Record da un dataset di annotazione
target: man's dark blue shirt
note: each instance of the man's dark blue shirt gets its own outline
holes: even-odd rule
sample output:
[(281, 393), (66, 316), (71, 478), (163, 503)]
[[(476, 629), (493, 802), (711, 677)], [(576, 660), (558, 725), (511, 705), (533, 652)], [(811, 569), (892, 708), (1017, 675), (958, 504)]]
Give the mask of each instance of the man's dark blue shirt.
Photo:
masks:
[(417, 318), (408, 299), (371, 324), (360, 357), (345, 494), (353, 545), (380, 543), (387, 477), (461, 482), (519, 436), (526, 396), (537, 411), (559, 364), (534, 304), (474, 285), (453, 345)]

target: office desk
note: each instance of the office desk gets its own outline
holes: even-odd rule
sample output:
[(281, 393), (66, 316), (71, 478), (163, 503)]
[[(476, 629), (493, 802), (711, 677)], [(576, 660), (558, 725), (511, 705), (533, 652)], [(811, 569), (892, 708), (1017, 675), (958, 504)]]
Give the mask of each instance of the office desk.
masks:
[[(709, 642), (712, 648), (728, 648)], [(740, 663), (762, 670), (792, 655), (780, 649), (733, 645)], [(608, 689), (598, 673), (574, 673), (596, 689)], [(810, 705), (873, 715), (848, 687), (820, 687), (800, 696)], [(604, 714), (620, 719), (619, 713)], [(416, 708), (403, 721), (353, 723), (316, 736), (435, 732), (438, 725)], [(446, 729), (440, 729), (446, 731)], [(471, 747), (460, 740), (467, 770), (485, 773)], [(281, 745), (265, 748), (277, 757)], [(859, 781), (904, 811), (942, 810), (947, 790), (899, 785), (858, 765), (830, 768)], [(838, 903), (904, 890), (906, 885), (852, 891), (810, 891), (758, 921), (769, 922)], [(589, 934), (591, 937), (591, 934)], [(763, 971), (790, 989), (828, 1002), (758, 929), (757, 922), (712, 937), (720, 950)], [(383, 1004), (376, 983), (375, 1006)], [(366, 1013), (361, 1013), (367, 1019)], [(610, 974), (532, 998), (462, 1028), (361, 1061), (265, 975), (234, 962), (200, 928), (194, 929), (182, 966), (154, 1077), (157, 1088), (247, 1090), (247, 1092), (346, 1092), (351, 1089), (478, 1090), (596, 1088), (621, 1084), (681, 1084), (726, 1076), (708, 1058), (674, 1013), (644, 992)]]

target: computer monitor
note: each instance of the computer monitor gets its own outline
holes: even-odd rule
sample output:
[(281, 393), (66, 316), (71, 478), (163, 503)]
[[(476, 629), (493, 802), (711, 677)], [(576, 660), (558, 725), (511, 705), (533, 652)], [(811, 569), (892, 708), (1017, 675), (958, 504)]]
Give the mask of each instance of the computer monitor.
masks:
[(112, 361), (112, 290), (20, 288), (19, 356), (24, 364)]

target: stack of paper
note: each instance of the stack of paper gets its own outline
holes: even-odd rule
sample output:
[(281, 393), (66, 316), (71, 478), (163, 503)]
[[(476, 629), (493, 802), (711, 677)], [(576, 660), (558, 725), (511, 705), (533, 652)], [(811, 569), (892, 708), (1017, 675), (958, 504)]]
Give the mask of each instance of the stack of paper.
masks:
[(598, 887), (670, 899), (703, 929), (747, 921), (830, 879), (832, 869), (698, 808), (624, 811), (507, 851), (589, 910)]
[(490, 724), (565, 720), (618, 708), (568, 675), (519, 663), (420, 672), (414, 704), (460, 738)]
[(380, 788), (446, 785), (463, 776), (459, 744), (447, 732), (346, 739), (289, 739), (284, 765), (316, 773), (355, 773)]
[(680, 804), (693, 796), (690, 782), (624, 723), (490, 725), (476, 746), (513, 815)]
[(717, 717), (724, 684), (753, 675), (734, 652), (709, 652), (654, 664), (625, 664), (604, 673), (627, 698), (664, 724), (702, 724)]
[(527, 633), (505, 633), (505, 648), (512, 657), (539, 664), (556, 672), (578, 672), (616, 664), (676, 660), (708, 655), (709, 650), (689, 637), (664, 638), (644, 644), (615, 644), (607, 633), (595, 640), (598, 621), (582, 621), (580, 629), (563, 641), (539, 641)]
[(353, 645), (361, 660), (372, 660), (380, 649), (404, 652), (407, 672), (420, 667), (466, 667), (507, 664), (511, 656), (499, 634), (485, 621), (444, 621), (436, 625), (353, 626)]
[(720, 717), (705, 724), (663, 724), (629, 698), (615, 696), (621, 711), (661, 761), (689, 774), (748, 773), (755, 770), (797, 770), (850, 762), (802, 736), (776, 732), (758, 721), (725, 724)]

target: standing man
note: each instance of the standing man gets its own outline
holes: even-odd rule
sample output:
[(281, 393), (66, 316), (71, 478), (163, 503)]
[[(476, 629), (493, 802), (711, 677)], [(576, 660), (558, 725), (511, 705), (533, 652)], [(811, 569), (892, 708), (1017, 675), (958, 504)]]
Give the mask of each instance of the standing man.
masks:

## [Dettagli esercizio]
Ridimensiona la parte del materiale che si apre con la riga contenente "target: computer monitor" e si chiude con la riga contenente "[(112, 361), (112, 290), (20, 288), (19, 356), (24, 364)]", estremi inclusi, riscrivendone tutte le righe senza ometterne alcuna. Moltiplica per 2,25 le coordinate delle risposte arrotondando all'intero, con le metà per eccesso, e lascia invariato tutto il resto.

## [Risposta]
target: computer monitor
note: each instance of the computer monitor gets its own outline
holes: even-odd rule
sample output:
[(281, 393), (66, 316), (71, 478), (163, 503)]
[[(476, 629), (493, 802), (711, 677)], [(576, 660), (558, 725), (511, 705), (533, 652)], [(811, 569), (892, 708), (1017, 675), (958, 504)]]
Give the mask of each instance of the computer monitor.
masks:
[(252, 812), (252, 653), (45, 648), (43, 801), (54, 819)]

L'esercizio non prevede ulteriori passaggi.